» 目的
抜粋文の全体を、一字一句変えずにそのまま書き写してください。

═══ 抜粋文 ═══

ゲームの言葉、詩の言葉

ゲーム作家の飯田和敏さんと、お会いしてまいりました〜。
来年年明け早々の1月7日に、東工大で行う講座、「ゲームの言葉、詩の言葉」の打ち合わせです。
分野の異なる創作家さんとお話しすると、いろいろと良い刺激を受けて勉強になりますね〜(しみじみ)。
一番興味深かったのは、テトリス誕生についての飯田さんの見解で。
テトリスは、もともと旧ソ連の軍事技術として開発されたものが、ゲームに転用されたものですが。
開発した核兵器のボタンを押すか、押さないかの二択ではなく、「別のボタンの使い方を示した」ことが、ゲームの誕生につながった、とおっしゃるんですね。


ちょうど、前回も書きましたが。
『無頼化する女たち』でも、「過酷な現実を全面肯定して戦うか、そこからリタイアするしか道はない」という二項対立的なあり方それ自体を問題にしたところで。
昨今は、とくにこの二項対立区分、ないしは二元論で世界を説明する論調が多く見受けられます。
政治もそうですね〜。
小泉政権のときは、「既存の郵政事業にイエスかノーか」でしたし。
今度の民主党圧勝は、積極的に民主支持というよりは「既存の自民党政権にイエスかノーか」でしたし。

═══ 抽出項目 ═══

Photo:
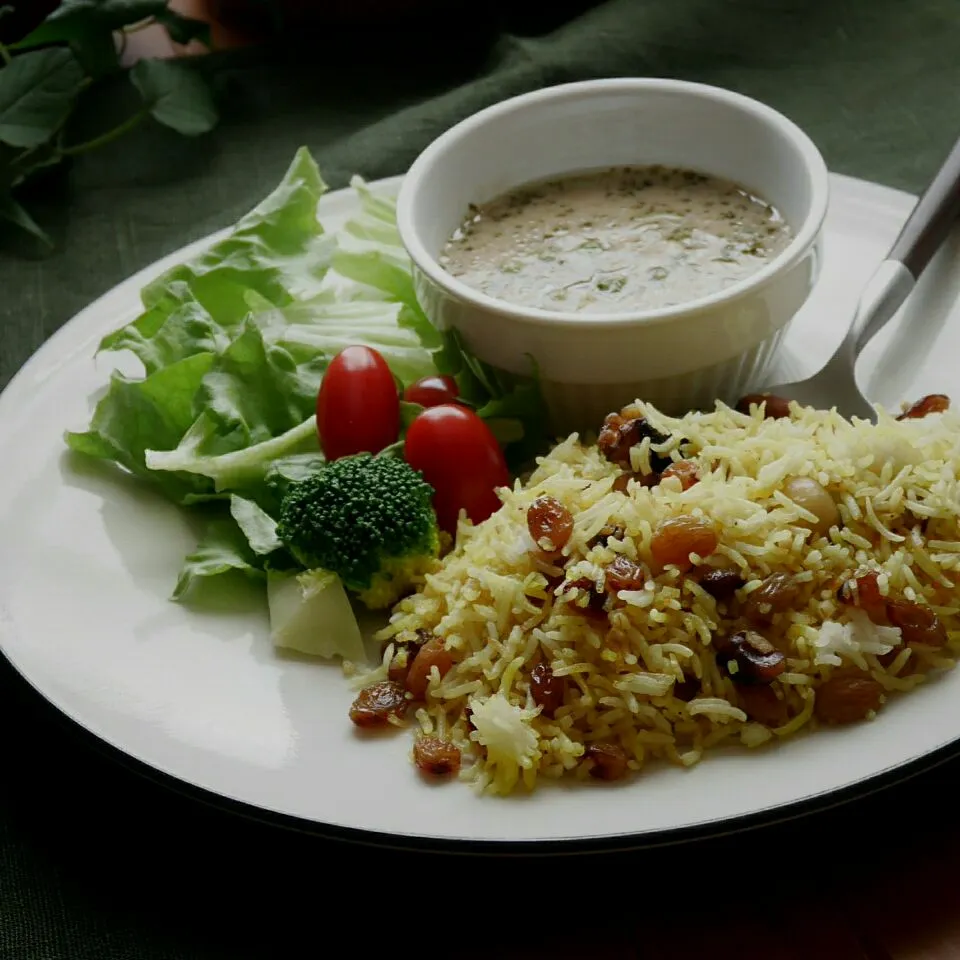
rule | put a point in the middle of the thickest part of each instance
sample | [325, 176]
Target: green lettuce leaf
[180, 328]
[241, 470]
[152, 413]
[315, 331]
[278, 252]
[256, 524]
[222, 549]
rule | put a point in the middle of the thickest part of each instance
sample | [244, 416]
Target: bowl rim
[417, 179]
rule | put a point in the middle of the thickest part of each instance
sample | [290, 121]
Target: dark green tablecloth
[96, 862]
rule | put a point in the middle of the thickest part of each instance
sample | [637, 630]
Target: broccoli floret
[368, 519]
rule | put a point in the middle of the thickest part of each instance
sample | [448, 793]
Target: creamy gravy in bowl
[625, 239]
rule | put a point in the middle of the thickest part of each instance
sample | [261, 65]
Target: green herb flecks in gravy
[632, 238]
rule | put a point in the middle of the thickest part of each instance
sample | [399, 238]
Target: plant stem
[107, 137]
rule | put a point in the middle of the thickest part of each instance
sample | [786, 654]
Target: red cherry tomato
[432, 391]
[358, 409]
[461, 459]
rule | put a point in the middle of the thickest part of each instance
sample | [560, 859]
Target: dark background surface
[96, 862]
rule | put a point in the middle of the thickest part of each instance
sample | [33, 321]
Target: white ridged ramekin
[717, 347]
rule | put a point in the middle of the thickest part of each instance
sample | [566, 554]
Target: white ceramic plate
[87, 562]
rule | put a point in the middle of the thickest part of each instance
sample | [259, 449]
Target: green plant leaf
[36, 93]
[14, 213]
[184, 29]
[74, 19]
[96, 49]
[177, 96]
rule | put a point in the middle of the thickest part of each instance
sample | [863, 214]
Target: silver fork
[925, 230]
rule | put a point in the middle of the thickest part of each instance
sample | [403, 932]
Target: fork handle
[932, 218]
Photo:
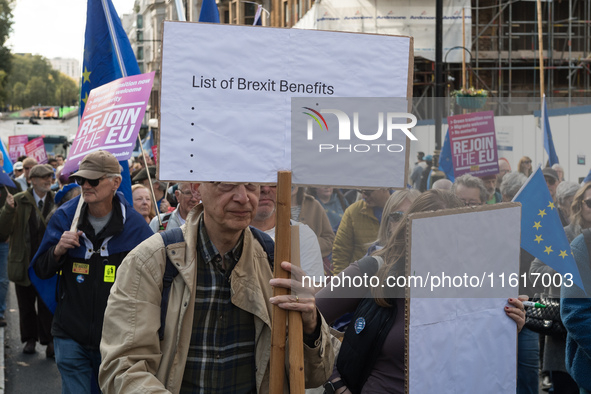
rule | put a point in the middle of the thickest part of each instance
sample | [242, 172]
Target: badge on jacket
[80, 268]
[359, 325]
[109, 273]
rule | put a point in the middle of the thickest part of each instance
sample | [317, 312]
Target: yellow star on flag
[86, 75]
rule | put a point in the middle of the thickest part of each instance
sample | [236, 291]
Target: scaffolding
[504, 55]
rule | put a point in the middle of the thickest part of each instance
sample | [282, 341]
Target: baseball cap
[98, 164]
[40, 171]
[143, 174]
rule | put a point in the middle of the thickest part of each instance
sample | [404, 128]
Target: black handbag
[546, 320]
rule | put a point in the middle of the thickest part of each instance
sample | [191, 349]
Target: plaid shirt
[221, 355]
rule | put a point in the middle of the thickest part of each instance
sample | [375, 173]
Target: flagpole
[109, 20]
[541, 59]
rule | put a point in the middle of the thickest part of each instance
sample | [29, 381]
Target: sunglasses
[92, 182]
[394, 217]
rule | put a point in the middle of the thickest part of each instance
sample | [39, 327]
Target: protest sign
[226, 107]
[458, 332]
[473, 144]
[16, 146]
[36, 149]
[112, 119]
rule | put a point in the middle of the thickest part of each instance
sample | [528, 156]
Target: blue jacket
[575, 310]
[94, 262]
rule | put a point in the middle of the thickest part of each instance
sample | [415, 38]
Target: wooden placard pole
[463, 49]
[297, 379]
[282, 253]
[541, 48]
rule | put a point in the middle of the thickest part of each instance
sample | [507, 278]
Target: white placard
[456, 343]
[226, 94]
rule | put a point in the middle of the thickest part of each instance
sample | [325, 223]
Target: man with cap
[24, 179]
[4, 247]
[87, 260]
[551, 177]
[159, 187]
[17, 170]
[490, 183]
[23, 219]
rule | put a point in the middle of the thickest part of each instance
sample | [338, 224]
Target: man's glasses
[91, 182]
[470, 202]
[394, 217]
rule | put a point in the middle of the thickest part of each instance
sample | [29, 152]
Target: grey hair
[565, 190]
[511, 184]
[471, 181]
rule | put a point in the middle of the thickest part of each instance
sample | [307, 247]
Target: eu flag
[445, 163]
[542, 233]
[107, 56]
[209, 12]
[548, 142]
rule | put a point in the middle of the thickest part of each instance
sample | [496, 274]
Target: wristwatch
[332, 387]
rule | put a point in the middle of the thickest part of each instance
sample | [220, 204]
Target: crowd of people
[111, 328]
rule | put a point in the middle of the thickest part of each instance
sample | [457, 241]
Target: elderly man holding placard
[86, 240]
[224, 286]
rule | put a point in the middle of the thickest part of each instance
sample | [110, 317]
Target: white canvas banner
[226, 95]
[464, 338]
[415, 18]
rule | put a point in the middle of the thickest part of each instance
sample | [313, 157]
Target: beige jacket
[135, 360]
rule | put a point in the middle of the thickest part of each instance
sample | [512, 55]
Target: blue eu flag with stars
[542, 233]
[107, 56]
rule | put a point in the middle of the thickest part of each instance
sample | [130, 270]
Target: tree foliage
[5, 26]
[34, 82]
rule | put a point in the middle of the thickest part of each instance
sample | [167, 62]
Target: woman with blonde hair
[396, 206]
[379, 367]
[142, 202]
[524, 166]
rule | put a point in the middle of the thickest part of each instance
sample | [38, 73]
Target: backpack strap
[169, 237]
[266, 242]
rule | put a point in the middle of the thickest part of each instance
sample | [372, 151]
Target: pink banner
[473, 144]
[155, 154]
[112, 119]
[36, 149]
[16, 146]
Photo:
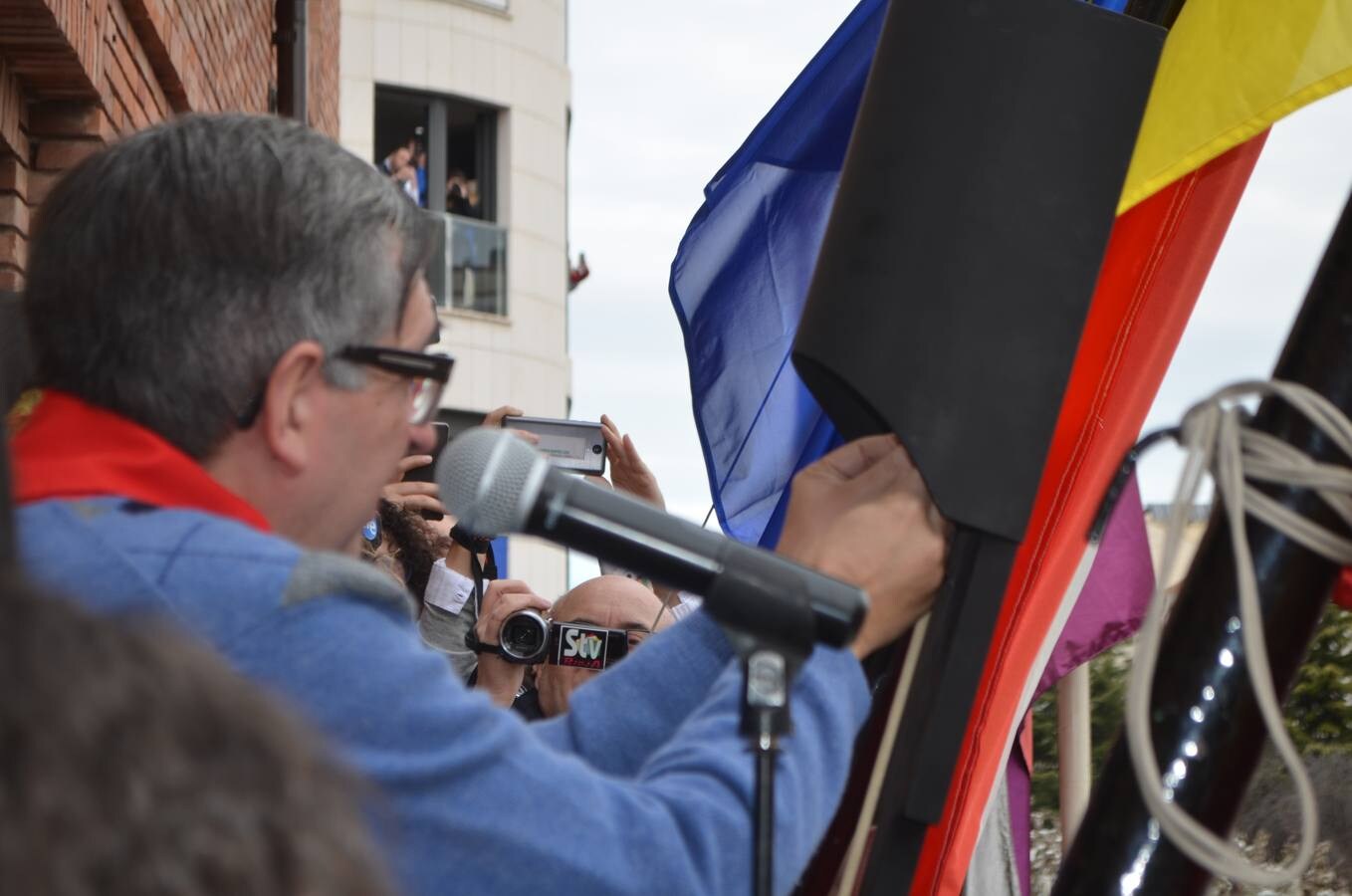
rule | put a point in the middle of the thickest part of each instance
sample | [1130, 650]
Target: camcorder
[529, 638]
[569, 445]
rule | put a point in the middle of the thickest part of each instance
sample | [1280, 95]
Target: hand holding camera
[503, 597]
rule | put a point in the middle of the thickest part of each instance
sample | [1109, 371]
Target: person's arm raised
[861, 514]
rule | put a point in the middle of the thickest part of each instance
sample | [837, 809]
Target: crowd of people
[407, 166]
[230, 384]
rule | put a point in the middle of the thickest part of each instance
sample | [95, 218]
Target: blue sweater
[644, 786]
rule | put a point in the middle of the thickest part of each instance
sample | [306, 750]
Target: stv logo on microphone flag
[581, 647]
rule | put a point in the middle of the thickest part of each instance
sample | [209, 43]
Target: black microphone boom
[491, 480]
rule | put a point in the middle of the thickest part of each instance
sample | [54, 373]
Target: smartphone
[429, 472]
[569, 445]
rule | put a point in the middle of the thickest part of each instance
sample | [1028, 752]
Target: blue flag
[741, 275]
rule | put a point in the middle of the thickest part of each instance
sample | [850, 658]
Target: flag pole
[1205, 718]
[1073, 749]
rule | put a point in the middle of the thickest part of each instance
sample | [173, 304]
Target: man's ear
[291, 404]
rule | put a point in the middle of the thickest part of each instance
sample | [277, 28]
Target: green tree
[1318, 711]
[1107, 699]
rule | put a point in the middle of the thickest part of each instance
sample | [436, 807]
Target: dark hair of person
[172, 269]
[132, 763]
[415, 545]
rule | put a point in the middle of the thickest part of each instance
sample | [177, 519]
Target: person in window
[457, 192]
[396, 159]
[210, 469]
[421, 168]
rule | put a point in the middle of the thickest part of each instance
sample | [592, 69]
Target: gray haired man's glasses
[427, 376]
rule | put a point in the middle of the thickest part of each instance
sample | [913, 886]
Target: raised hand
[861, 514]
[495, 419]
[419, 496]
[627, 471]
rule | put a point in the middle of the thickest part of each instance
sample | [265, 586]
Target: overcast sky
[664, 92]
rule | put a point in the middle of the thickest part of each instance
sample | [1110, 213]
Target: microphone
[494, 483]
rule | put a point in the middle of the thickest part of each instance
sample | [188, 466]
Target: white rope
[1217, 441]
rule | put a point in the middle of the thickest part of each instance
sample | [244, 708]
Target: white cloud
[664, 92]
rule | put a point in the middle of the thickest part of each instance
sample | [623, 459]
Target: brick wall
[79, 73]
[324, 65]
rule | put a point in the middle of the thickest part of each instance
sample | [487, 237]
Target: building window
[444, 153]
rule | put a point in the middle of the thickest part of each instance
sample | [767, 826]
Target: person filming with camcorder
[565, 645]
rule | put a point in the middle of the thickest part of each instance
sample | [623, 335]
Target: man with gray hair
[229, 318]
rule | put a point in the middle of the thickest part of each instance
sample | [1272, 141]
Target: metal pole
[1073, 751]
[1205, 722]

═══

» 解答
ゲームの言葉、詩の言葉

ゲーム作家の飯田和敏さんと、お会いしてまいりました〜。
来年年明け早々の1月7日に、東工大で行う講座、「ゲームの言葉、詩の言葉」の打ち合わせです。
分野の異なる創作家さんとお話しすると、いろいろと良い刺激を受けて勉強になりますね〜(しみじみ)。
一番興味深かったのは、テトリス誕生についての飯田さんの見解で。
テトリスは、もともと旧ソ連の軍事技術として開発されたものが、ゲームに転用されたものですが。
開発した核兵器のボタンを押すか、押さないかの二択ではなく、「別のボタンの使い方を示した」ことが、ゲームの誕生につながった、とおっしゃるんですね。


ちょうど、前回も書きましたが。
『無頼化する女たち』でも、「過酷な現実を全面肯定して戦うか、そこからリタイアするしか道はない」という二項対立的なあり方それ自体を問題にしたところで。
昨今は、とくにこの二項対立区分、ないしは二元論で世界を説明する論調が多く見受けられます。
政治もそうですね〜。
小泉政権のときは、「既存の郵政事業にイエスかノーか」でしたし。
今度の民主党圧勝は、積極的に民主支持というよりは「既存の自民党政権にイエスかノーか」でしたし。